Exercise requirements
Reproduce each entry exactly as written.

Extracted data
■ ■ ■ ■

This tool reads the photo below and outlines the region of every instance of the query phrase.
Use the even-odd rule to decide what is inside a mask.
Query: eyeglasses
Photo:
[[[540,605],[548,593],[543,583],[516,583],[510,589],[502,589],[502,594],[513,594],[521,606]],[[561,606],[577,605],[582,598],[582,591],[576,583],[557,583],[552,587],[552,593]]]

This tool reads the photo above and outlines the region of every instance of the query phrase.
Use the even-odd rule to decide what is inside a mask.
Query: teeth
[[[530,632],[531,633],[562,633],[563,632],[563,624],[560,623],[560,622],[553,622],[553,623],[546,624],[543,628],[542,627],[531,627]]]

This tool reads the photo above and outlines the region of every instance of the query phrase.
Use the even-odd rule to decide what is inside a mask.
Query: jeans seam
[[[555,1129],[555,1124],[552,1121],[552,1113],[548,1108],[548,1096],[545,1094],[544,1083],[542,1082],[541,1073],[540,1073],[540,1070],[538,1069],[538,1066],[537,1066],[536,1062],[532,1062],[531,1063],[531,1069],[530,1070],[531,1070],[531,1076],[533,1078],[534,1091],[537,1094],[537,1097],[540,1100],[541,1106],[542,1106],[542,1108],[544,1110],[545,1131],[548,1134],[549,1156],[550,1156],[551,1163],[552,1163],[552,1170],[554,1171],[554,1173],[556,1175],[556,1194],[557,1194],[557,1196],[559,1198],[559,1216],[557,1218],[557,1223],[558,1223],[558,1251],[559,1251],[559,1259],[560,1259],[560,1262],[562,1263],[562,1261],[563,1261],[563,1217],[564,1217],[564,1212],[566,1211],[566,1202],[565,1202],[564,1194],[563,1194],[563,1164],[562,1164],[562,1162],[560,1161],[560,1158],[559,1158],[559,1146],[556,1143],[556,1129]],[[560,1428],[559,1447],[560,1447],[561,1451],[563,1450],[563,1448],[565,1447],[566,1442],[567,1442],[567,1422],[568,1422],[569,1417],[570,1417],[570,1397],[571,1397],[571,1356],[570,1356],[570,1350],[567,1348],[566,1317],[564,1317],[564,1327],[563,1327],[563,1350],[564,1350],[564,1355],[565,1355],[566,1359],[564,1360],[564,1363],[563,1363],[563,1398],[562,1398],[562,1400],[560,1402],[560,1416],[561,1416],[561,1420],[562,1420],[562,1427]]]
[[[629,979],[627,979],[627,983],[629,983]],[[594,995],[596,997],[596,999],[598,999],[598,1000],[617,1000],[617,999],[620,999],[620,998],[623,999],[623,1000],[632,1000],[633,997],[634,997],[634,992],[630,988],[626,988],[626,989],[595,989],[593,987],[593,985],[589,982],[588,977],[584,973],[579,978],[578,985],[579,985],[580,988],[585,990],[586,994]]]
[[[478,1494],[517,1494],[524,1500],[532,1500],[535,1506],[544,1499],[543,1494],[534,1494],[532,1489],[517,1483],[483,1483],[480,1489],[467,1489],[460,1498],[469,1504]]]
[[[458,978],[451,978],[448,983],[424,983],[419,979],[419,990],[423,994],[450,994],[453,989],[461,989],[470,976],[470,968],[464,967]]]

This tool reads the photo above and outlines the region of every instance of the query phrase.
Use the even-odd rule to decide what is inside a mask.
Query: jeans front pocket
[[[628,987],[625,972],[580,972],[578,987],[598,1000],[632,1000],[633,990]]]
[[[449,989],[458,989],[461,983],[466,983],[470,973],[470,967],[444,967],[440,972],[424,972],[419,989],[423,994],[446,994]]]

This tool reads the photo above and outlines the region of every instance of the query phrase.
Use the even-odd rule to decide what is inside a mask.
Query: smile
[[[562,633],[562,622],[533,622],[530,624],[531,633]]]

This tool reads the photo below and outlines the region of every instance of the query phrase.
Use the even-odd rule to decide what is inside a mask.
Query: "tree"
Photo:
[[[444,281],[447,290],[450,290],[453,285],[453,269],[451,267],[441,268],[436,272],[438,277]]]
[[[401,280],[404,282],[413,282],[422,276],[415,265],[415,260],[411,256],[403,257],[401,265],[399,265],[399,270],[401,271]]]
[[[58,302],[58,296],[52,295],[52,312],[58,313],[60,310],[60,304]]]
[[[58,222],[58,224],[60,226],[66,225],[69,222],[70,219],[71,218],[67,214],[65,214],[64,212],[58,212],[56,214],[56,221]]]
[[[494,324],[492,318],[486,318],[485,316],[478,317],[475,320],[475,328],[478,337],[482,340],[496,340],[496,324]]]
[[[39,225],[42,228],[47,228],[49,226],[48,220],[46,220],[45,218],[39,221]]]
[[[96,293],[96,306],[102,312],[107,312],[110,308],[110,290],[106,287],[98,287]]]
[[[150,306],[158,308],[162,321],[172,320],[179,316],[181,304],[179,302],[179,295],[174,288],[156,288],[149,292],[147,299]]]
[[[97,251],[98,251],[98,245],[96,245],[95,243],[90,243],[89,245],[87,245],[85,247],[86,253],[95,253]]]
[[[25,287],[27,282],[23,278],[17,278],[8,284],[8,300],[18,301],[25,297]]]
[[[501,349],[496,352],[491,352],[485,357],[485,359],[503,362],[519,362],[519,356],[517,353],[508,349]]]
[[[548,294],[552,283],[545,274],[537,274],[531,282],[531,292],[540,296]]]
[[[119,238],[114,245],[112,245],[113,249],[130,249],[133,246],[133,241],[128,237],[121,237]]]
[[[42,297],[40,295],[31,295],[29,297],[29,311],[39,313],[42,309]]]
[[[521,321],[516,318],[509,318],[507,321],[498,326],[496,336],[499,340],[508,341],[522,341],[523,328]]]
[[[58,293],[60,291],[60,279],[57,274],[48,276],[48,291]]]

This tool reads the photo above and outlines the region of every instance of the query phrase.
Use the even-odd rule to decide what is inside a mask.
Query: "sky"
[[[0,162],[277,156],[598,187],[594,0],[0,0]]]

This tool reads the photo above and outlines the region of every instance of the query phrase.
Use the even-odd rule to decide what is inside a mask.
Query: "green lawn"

■ ■ ■ ■

The completed task
This tool reads the photo below and outlines the region of every instance of the query phrase.
Use the even-odd rule to decide what is inside a mask.
Query: eyeglasses
Photo:
[[[540,605],[548,593],[543,583],[516,583],[510,589],[502,589],[502,594],[513,594],[521,606]],[[561,606],[577,605],[582,598],[582,591],[576,583],[557,583],[552,587],[552,593]]]

This tool reads the photo above and outlines the region of every instance of the query phrase.
Use the even-odd rule to decide what is inside a mask.
Query: teeth
[[[530,632],[531,633],[562,633],[563,632],[563,624],[560,623],[560,622],[553,622],[553,623],[546,624],[543,628],[542,627],[531,627]]]

This tool reads the photo above and outlines the region of every instance of the query phrase.
Use the even-odd rule to decide what is inside a mask.
Query: jeans seam
[[[555,1129],[555,1124],[552,1121],[552,1113],[548,1108],[548,1096],[545,1094],[544,1083],[542,1082],[541,1073],[540,1073],[540,1070],[538,1069],[538,1066],[537,1066],[536,1062],[532,1062],[531,1063],[531,1069],[530,1070],[531,1070],[531,1076],[533,1078],[534,1091],[537,1094],[537,1097],[540,1100],[541,1106],[542,1106],[542,1108],[544,1110],[545,1131],[548,1134],[549,1156],[550,1156],[551,1163],[552,1163],[552,1170],[554,1171],[554,1173],[556,1175],[556,1194],[557,1194],[557,1196],[559,1198],[559,1216],[557,1218],[557,1223],[558,1223],[558,1251],[559,1251],[559,1259],[560,1259],[560,1262],[562,1263],[562,1261],[563,1261],[563,1217],[564,1217],[564,1212],[566,1211],[566,1202],[565,1202],[564,1194],[563,1194],[563,1164],[562,1164],[562,1162],[560,1161],[560,1158],[559,1158],[559,1146],[556,1143],[556,1129]],[[560,1428],[559,1447],[560,1447],[561,1451],[563,1450],[563,1448],[565,1447],[566,1442],[567,1442],[567,1422],[568,1422],[569,1417],[570,1417],[570,1397],[571,1397],[571,1356],[570,1356],[570,1350],[567,1348],[566,1317],[564,1317],[564,1327],[563,1327],[563,1350],[564,1350],[564,1355],[565,1355],[566,1359],[564,1360],[564,1363],[563,1363],[563,1398],[562,1398],[562,1400],[560,1402],[560,1416],[561,1416],[561,1420],[562,1420],[562,1427]]]
[[[629,979],[627,979],[627,983],[629,983]],[[594,995],[596,997],[596,999],[598,999],[598,1000],[617,1000],[617,999],[620,999],[620,998],[623,999],[623,1000],[632,1000],[633,997],[634,997],[634,992],[630,988],[626,988],[626,989],[595,989],[593,987],[593,985],[589,982],[588,977],[584,973],[579,978],[578,985],[579,985],[580,988],[585,990],[586,994]]]
[[[478,1494],[517,1494],[524,1500],[532,1500],[535,1506],[544,1499],[543,1494],[534,1494],[532,1489],[517,1483],[483,1483],[480,1489],[467,1489],[460,1498],[469,1504]]]
[[[458,978],[451,978],[448,983],[424,983],[419,979],[419,990],[423,994],[450,994],[453,989],[461,989],[470,976],[470,968],[464,967]]]

This tool reads the photo above and outlines the region of every instance of the query phrase.
Use the even-odd rule to decide what is inside a mask.
Query: jeans front pocket
[[[628,987],[625,972],[580,972],[578,987],[598,1000],[632,1000],[633,990]]]
[[[449,989],[458,989],[461,983],[466,983],[470,973],[470,967],[444,967],[440,972],[424,972],[419,989],[423,994],[446,994]]]

This tool reads the photo above and outlines the region of every instance of the query phrase.
Use the even-odd rule to decide what is inside a mask.
Query: smile
[[[562,633],[562,622],[533,622],[530,624],[531,633]]]

This tool reads the photo below and outlines the region of every instance of the query phrase.
Use the even-odd rule to decide what is inside a mask.
Query: "tree"
Photo:
[[[444,281],[447,290],[450,290],[453,285],[453,269],[451,267],[441,268],[436,272],[438,277]]]
[[[401,280],[404,282],[413,282],[422,276],[415,265],[415,260],[411,256],[403,257],[401,265],[399,265],[399,270],[401,271]]]
[[[58,302],[58,296],[52,295],[52,312],[58,313],[60,310],[60,304]]]
[[[58,222],[58,224],[60,226],[66,225],[69,222],[70,219],[71,218],[67,214],[65,214],[64,212],[58,212],[56,214],[56,221]]]
[[[494,324],[492,318],[486,318],[485,316],[478,317],[475,320],[475,328],[478,337],[482,340],[496,340],[496,324]]]
[[[39,225],[42,228],[47,228],[49,226],[48,220],[46,220],[45,218],[39,221]]]
[[[96,293],[96,306],[102,312],[107,312],[110,308],[110,290],[106,287],[98,287]]]
[[[150,306],[158,308],[162,321],[172,320],[179,316],[181,304],[179,302],[179,295],[174,288],[156,288],[149,292],[147,299]]]
[[[97,251],[98,251],[98,245],[96,245],[95,243],[90,243],[89,245],[87,245],[85,247],[86,253],[95,253]]]
[[[25,287],[27,282],[23,278],[17,278],[8,284],[8,300],[18,301],[25,297]]]
[[[501,349],[496,352],[491,352],[485,357],[485,359],[503,362],[519,362],[519,356],[517,353],[508,349]]]
[[[548,294],[552,283],[545,274],[537,274],[531,282],[531,292],[540,296]]]
[[[119,238],[114,245],[112,245],[113,249],[130,249],[133,246],[133,241],[128,237],[121,237]]]
[[[42,297],[40,295],[31,295],[29,297],[29,311],[39,313],[42,309]]]
[[[521,321],[516,318],[509,318],[507,321],[498,326],[496,336],[499,340],[508,341],[522,341],[523,328]]]
[[[58,293],[60,291],[60,279],[57,274],[48,276],[48,291]]]

This tool reads the photo above and outlines the region of every instance of the query phrase.
Use the even-odd rule to decide what is inside a mask.
Query: "sky"
[[[0,162],[277,156],[598,187],[594,0],[0,0]]]

This tool reads the photo above and outlines the region of every instance of the query phrase.
Use the even-odd rule to decide what is inside a mask.
Query: "green lawn"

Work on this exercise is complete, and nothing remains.